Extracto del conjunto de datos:
......

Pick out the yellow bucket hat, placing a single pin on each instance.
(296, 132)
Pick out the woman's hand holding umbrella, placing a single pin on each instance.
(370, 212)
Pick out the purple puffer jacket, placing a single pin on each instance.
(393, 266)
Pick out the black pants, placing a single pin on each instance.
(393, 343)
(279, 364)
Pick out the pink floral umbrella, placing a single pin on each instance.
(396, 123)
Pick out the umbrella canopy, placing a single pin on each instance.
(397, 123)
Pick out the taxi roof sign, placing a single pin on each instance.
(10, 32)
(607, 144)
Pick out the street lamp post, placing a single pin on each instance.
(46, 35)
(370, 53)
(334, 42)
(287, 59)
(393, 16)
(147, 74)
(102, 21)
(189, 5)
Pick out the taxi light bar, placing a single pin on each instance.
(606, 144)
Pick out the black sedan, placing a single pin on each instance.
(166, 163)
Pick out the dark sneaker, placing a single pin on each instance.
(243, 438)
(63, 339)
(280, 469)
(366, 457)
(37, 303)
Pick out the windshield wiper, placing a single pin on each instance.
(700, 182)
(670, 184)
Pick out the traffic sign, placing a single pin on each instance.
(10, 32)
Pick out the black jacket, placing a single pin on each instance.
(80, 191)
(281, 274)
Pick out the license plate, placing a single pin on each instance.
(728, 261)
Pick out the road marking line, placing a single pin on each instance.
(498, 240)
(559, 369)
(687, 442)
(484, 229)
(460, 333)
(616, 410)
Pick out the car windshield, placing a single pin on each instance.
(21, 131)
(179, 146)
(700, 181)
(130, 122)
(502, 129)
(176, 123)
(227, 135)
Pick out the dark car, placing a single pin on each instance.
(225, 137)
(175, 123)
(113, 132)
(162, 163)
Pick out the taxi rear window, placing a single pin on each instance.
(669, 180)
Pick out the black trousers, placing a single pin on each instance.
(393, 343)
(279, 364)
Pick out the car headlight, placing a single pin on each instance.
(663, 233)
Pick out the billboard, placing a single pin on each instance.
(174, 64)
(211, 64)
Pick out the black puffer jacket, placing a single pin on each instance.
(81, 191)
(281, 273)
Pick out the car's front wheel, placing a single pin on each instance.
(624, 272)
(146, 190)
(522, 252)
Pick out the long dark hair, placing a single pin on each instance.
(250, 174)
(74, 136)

......

Enunciado del ejercicio -
Convierta en una lista JSON de cadenas el tramo que comienza en la línea que contiene "Pick out the traffic" y se extiende hasta el final de las líneas, ambos extremos incluidos. Incluya una cadena por línea y omita las líneas en blanco.

Resultado obtenido -
[
  "Pick out the traffic sign, placing a single pin on each instance.",
  "(10, 32)",
  "Pick out the black jacket, placing a single pin on each instance.",
  "(80, 191)",
  "(281, 274)",
  "Pick out the license plate, placing a single pin on each instance.",
  "(728, 261)",
  "Pick out the road marking line, placing a single pin on each instance.",
  "(498, 240)",
  "(559, 369)",
  "(687, 442)",
  "(484, 229)",
  "(460, 333)",
  "(616, 410)",
  "Pick out the car windshield, placing a single pin on each instance.",
  "(21, 131)",
  "(179, 146)",
  "(700, 181)",
  "(130, 122)",
  "(502, 129)",
  "(176, 123)",
  "(227, 135)",
  "Pick out the dark car, placing a single pin on each instance.",
  "(225, 137)",
  "(175, 123)",
  "(113, 132)",
  "(162, 163)",
  "Pick out the taxi rear window, placing a single pin on each instance.",
  "(669, 180)",
  "Pick out the black trousers, placing a single pin on each instance.",
  "(393, 343)",
  "(279, 364)",
  "Pick out the car headlight, placing a single pin on each instance.",
  "(663, 233)",
  "Pick out the billboard, placing a single pin on each instance.",
  "(174, 64)",
  "(211, 64)",
  "Pick out the black puffer jacket, placing a single pin on each instance.",
  "(81, 191)",
  "(281, 273)",
  "Pick out the car's front wheel, placing a single pin on each instance.",
  "(624, 272)",
  "(146, 190)",
  "(522, 252)",
  "Pick out the long dark hair, placing a single pin on each instance.",
  "(250, 174)",
  "(74, 136)"
]